■ **Assignment**
Type out every entry again, character for character.

Start of Given entries

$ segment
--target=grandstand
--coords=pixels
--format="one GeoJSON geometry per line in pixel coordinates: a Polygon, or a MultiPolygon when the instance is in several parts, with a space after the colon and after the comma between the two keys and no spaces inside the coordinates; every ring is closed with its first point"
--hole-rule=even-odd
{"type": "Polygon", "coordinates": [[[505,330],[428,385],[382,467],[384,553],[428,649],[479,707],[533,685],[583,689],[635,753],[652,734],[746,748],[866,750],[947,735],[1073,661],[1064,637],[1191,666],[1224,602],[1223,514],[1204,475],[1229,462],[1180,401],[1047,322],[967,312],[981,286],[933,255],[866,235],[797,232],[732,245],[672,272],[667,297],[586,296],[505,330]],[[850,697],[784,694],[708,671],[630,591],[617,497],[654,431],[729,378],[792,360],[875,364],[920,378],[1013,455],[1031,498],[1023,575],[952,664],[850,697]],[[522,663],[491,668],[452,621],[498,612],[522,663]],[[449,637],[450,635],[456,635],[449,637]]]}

End of Given entries

■ **Result of this task**
$ segment
--target=grandstand
--coords=pixels
--format="one GeoJSON geometry per line in pixel coordinates: a Polygon, or a MultiPolygon when the instance is in several parts, with a space after the colon and after the comma between the two keys and no spaces inside the coordinates; every ring is closed with its first point"
--hole-rule=even-odd
{"type": "Polygon", "coordinates": [[[505,330],[428,385],[382,467],[384,553],[428,649],[479,707],[533,685],[583,689],[635,753],[652,734],[746,748],[866,750],[947,735],[1073,661],[1064,637],[1191,666],[1224,602],[1223,514],[1204,475],[1229,462],[1180,401],[1047,322],[967,312],[981,286],[933,255],[866,235],[797,232],[732,245],[672,272],[667,297],[586,296],[505,330]],[[850,697],[784,694],[708,671],[630,591],[617,497],[654,431],[729,378],[792,360],[875,364],[920,378],[1013,455],[1031,498],[1023,575],[952,664],[850,697]],[[522,663],[491,668],[452,621],[498,612],[522,663]],[[449,637],[450,635],[456,635],[449,637]]]}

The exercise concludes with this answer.